So, it’s these different levels that have to be addressed. They are not in conflict because there is always a clear focus on what needs to be done.
I think up to this point, we’ve really seen what intelligence, grit and an innovative mindset can produce in the STEM space and specifically in Microbiology regardless of gender, but I am curious about whether you have experienced being confronted with less respect or trust as a skilled scientist than perhaps a male in the same role?
Taking this role in Germany, I was lucky, because Electrochaea has an American CEO and was looking for a profile, not a man or a woman. I don’t think I would have been able to get this position if the CEO hadn’t been American, I don’t think in a truly German company I would have been selected. So that is the first thing, the first step.
The first three years, I was not very visible for investors and large clients, because they are all focused on men. It is very visible when someone in upper management is taking a role, (for women) there is a different welcoming. Compared to males, they always question me, I have always had the feeling, and that’s going back many years, I’ve always thought I had to prove myself more than men. In the same role and that has been in the pharmaceutical industry also very apparent. I had peers in the same role, same level, that I was responsible for a certain activity, the expectation toward them on the performance was a lot lower. That is not just a feeling or a thought, in number of situations that it is very apparent.
Also, the salary differences were very apparent, it was 30%, I can confirm that. And I have not taken a break for family reasons, so I can’t say I am behind a little bit in terms of my career- I am not. At the moment it is different in my current role, but before, in Germany, 30% I can confirm that.
For me to be accepted in the role I am in now, that took a while in the overall environment. Clearly not within the company or by the CEO, but by the environment we have in clean technology, it is just not very common to have women in such a role. I had to do a lot of work to convince the people around me that I can achieve things the same way, or even better in certain areas, than a man can. But I had to do it first, there was no offering up “okay you must be good we trust you”, it was “okay show us what you can do”
That I think is the difference, you have to demonstrate that you are good enough for that role.
How do you make decisions that are high risk, in one way or another either professionally or personally, that could mean big success but also risk big failure?
Is actually a good question. The way I make decisions, I get the critical information, you can’t always have all the information and you can’t always understand everything, but I try to get to a level of information so that I am comfortable, I have to be at a level where I at least understand: What’s behind it? What is the concept? What consequences does it have?
I have to talk to people typically to try and understand it, if it is a difficult thing, I need to hear and discuss with relevant people and when possible also read it. If it is really something big I need to hear different opinions, then I make up my mind, I know why I made the decision. It is very easy for me at this point, I’ve looked at the 360 of this, what consequence it has financially, for the business, for the environment, this must be considered. I decide then because that’s my best understanding and I can stand behind it.
If my information level changes, I am also trying to be extremely open to revise that decision to say okay “I didn’t have that piece of information when I made that decision, I think we need to do it differently” and then I will make a correction, whatever that means. There is always a way to change it, as long as I can be behind that change, I’ve never had a problem to make the adjustment. I just need to get to this comfortable level and then I know the world will keep turning even if that decision may have not been the best but we are there to correct it if it has to be.
Quick Fire Questions:
- The most exciting part of my job is…. diversity, in the people, topics and decision making
- Being a woman in CT means… you have to be robust.

▶ [Apply what you read]
(1) From the interview, echo everything from "I have to talk" down to "stand behind it.".
(2) According to the interview, what nationality is the CEO of Electrochaea?

▶ [Data]

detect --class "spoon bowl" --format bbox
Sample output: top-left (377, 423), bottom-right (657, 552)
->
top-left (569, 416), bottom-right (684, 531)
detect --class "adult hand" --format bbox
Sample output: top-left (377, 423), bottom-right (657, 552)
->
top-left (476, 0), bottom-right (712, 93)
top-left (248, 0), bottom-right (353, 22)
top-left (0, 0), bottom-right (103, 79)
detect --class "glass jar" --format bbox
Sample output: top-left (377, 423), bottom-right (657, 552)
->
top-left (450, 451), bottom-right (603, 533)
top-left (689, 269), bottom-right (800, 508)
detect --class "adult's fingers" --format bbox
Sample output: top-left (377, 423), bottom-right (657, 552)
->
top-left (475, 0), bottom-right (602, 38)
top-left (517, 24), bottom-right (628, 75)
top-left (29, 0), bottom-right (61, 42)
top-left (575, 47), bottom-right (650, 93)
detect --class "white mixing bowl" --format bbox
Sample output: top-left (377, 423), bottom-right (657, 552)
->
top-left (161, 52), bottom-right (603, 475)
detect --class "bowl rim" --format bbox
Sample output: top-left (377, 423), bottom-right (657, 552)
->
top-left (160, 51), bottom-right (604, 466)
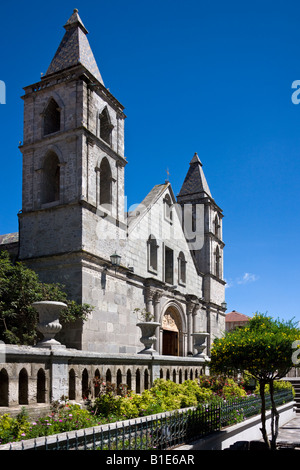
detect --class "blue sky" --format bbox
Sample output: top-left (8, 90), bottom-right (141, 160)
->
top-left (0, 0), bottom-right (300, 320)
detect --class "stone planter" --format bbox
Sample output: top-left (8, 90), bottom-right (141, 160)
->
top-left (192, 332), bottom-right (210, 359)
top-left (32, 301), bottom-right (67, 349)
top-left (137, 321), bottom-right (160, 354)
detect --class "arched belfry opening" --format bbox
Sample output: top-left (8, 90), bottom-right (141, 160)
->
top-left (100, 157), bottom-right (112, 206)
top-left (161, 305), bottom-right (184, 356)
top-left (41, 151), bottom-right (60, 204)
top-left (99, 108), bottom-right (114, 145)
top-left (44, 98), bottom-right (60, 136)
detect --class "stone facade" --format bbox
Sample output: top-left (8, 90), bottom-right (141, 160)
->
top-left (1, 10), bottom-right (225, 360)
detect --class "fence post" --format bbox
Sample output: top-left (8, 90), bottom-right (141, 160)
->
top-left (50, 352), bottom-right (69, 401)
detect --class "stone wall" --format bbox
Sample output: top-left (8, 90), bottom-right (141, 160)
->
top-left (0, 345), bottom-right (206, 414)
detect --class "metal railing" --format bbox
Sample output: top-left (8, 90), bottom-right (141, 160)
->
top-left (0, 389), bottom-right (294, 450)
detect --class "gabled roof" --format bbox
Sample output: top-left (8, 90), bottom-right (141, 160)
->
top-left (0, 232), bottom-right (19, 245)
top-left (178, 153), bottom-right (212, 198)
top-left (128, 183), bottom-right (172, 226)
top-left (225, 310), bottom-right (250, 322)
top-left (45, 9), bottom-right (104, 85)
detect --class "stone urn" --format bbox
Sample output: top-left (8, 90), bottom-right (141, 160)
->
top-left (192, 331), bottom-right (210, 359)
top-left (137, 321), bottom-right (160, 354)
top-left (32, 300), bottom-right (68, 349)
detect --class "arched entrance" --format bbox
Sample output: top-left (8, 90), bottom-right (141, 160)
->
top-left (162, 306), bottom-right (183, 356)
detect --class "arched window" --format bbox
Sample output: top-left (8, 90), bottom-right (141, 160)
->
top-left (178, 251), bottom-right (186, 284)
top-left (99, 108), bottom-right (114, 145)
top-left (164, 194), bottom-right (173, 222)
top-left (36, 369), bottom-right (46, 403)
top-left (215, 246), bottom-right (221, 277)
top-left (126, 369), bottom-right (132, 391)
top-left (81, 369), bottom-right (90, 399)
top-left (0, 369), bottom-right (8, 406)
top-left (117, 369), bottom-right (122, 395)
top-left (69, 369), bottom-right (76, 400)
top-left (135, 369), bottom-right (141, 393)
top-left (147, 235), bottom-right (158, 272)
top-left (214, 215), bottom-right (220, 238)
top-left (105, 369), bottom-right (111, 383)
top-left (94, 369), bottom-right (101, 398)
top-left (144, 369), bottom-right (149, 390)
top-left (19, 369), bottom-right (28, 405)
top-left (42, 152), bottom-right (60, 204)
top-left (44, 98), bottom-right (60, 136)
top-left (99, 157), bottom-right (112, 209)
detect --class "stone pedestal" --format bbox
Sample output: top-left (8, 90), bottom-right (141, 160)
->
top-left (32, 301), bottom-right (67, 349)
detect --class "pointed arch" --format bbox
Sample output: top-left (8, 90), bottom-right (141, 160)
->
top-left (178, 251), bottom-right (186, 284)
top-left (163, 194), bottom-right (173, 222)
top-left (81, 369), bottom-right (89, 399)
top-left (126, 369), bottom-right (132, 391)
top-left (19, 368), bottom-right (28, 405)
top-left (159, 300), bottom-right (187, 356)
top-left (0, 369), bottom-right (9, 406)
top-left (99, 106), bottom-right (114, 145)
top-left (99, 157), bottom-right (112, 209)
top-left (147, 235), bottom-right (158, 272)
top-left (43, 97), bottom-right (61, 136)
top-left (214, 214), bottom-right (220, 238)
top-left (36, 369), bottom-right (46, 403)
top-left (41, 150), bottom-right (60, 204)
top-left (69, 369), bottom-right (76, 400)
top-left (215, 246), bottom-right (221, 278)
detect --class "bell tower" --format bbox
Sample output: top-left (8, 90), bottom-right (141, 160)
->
* * *
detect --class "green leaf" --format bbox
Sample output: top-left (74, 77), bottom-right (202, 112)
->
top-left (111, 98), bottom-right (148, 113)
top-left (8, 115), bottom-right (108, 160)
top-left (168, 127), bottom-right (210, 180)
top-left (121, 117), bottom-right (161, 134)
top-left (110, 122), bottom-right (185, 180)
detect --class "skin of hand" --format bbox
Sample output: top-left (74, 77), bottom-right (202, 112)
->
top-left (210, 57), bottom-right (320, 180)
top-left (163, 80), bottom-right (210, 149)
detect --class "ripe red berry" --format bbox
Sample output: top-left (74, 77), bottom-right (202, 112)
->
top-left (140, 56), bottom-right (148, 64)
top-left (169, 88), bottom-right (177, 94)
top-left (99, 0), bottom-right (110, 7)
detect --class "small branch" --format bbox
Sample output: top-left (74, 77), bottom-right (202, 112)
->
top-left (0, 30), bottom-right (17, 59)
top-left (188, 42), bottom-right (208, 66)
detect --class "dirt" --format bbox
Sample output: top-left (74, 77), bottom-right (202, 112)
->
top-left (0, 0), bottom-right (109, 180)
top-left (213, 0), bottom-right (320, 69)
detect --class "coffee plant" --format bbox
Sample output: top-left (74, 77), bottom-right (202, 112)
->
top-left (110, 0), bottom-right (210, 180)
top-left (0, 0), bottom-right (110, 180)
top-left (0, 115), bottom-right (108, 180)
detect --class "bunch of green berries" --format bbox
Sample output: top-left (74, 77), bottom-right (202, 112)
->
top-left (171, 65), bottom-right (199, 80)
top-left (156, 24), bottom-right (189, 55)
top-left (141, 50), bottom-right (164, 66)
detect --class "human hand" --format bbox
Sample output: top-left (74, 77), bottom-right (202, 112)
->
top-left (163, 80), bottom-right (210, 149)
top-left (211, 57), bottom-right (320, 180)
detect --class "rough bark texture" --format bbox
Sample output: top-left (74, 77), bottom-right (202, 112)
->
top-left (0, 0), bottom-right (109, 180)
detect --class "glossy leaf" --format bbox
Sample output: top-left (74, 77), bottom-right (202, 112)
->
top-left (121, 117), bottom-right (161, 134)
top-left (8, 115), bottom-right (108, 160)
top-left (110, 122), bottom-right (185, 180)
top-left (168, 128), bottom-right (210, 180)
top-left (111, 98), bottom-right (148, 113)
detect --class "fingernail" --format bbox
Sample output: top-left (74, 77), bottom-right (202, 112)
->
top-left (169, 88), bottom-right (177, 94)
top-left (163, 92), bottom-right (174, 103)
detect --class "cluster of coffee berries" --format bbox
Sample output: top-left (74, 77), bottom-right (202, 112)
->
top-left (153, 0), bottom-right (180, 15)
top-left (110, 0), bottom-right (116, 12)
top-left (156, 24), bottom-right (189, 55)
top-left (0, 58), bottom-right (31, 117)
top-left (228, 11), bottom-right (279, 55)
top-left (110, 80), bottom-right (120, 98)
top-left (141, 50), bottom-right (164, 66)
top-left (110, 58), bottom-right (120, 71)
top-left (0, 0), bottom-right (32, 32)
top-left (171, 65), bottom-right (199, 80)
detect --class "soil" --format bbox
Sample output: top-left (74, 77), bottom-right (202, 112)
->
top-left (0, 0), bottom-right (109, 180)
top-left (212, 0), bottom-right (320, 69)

▶ [Expected responses]
(1)
I have to talk to people typically to try and understand it, if it is a difficult thing, I need to hear and discuss with relevant people and when possible also read it. If it is really something big I need to hear different opinions, then I make up my mind, I know why I made the decision. It is very easy for me at this point, I’ve looked at the 360 of this, what consequence it has financially, for the business, for the environment, this must be considered. I decide then because that’s my best understanding and I can stand behind it.

(2) American.